### WHAT YOU HAVE TO DO
Rewrite the rows starting at the line that contains "[locate] the white bird" and ending after the line that contains "x=968, y=938", keeping the requests unchanged. Multiply every x and y coordinate in the answers by 1.85 and round to whole numbers, with halves rounding up, but leave the sample coordinates in the requests as they are.

### GIVEN RECORDS
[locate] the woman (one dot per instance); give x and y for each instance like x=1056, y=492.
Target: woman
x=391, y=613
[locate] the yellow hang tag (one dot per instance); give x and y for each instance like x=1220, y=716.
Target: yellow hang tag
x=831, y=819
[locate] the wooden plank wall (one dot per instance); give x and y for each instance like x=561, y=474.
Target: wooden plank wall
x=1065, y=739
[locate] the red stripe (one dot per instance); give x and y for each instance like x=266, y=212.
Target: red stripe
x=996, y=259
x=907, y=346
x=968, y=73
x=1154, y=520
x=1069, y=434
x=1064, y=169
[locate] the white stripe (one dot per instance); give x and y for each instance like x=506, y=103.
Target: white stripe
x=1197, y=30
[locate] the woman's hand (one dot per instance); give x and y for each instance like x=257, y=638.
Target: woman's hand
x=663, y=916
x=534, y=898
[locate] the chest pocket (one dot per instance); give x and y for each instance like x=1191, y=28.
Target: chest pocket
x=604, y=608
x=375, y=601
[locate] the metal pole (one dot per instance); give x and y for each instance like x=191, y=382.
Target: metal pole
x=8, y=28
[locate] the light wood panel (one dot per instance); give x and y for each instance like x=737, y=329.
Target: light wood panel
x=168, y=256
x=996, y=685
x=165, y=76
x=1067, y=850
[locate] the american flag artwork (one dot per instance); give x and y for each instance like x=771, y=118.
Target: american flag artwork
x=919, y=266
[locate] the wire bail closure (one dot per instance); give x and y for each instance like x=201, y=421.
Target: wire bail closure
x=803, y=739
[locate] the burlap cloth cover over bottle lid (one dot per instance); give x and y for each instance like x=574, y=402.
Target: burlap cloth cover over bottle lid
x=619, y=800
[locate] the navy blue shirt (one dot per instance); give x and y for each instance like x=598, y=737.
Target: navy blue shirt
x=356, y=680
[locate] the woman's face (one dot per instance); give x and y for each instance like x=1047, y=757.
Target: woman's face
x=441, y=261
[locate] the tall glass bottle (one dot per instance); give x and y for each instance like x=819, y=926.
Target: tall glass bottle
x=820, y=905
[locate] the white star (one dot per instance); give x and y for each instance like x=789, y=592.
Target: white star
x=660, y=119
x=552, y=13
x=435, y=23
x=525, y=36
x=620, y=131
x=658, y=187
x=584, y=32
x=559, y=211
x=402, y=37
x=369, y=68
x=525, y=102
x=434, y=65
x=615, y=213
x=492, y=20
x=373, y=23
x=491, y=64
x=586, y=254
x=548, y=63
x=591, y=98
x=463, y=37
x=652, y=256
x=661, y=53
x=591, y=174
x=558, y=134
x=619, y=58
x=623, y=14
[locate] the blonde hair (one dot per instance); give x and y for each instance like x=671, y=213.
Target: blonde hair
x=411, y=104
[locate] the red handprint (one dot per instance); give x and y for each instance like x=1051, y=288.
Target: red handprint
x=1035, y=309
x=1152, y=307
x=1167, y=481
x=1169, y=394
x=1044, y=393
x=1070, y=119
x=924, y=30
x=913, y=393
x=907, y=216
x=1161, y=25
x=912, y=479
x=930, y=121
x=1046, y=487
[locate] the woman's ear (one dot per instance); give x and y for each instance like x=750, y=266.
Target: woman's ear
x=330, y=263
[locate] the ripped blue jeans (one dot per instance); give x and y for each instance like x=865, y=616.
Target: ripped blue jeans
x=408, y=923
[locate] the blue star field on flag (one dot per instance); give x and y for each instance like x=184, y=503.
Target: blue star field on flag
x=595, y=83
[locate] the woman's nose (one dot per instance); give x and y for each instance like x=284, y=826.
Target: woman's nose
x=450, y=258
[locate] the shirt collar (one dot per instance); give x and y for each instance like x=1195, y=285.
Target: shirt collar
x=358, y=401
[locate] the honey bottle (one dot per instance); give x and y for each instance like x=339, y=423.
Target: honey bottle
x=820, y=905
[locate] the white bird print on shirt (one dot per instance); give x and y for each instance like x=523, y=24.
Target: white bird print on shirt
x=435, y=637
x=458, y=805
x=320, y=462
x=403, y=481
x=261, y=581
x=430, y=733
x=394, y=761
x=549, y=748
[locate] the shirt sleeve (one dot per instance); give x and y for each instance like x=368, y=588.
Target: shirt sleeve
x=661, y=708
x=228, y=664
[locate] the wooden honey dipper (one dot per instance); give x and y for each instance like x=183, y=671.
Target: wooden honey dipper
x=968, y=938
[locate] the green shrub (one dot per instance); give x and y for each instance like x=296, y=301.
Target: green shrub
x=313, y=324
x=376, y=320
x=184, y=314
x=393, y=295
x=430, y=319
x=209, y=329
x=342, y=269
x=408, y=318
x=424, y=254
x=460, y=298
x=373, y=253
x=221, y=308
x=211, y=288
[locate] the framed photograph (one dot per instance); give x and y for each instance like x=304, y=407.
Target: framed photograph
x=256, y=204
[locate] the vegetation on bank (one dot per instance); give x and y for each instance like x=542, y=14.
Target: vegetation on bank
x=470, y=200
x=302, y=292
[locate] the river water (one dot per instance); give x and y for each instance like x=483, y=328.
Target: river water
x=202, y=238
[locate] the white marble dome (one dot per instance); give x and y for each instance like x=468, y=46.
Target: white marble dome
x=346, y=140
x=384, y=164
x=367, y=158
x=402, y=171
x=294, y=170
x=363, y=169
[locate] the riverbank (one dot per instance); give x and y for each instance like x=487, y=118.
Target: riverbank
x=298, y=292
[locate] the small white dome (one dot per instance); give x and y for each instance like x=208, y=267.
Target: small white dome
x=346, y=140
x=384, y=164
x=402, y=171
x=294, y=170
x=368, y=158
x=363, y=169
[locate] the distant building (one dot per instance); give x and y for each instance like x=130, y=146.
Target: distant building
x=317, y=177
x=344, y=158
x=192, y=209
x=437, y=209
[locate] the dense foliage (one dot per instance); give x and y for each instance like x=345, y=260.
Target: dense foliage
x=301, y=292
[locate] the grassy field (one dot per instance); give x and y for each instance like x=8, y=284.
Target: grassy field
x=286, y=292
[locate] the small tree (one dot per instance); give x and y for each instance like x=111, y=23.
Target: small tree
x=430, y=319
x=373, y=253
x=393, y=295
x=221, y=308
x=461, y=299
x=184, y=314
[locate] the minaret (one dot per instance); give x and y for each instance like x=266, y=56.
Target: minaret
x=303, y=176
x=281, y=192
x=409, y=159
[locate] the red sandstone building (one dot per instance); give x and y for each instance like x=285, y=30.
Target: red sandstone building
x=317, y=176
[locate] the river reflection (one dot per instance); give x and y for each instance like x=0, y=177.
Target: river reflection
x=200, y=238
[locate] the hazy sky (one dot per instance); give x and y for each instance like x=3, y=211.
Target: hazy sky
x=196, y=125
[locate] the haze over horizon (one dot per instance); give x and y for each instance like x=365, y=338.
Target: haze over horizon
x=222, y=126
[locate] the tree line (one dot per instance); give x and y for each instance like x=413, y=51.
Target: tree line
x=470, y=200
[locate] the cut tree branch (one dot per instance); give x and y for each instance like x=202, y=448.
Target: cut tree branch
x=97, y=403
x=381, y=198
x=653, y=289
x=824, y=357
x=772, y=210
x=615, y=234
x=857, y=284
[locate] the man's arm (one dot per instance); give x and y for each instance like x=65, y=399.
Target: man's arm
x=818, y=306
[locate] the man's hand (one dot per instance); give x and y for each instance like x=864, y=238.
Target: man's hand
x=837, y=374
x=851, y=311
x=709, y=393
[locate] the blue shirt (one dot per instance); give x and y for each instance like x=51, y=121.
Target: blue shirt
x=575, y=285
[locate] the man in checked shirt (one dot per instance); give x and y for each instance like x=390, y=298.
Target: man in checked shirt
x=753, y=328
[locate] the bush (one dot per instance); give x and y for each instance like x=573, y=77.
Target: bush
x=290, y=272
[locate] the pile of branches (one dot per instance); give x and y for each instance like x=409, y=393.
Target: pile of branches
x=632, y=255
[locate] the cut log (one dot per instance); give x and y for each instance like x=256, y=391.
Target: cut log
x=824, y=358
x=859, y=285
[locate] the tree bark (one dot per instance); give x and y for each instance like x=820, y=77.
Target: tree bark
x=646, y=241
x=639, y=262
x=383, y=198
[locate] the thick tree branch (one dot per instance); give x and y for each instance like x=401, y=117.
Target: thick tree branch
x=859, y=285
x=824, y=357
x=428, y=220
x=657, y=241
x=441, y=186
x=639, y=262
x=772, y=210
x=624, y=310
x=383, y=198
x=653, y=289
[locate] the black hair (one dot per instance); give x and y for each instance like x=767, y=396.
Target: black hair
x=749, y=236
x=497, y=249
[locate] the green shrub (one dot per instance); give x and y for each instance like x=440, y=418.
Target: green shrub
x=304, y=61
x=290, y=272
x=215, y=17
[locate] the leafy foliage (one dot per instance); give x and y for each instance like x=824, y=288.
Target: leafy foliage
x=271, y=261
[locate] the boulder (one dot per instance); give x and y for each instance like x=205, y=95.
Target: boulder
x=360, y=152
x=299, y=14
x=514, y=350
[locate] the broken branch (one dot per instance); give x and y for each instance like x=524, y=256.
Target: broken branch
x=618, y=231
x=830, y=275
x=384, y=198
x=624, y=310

### EXPECTED ANSWER
[locate] the white bird print on shirt (one dot per instance); give x and y for each instance like x=523, y=24.
Target: white bird print on shirt
x=805, y=1178
x=847, y=1489
x=592, y=855
x=746, y=890
x=483, y=1075
x=796, y=1356
x=729, y=1408
x=1016, y=1384
[locate] the shirt sleeve (one dot per instance); give x and y for each instance like x=368, y=588.
Target: shirt sleeve
x=1223, y=1310
x=422, y=1228
[locate] the wooden honey dipper (one dot per instance); give x and y for each instance like x=183, y=671.
Target: wooden honey dipper
x=1791, y=1735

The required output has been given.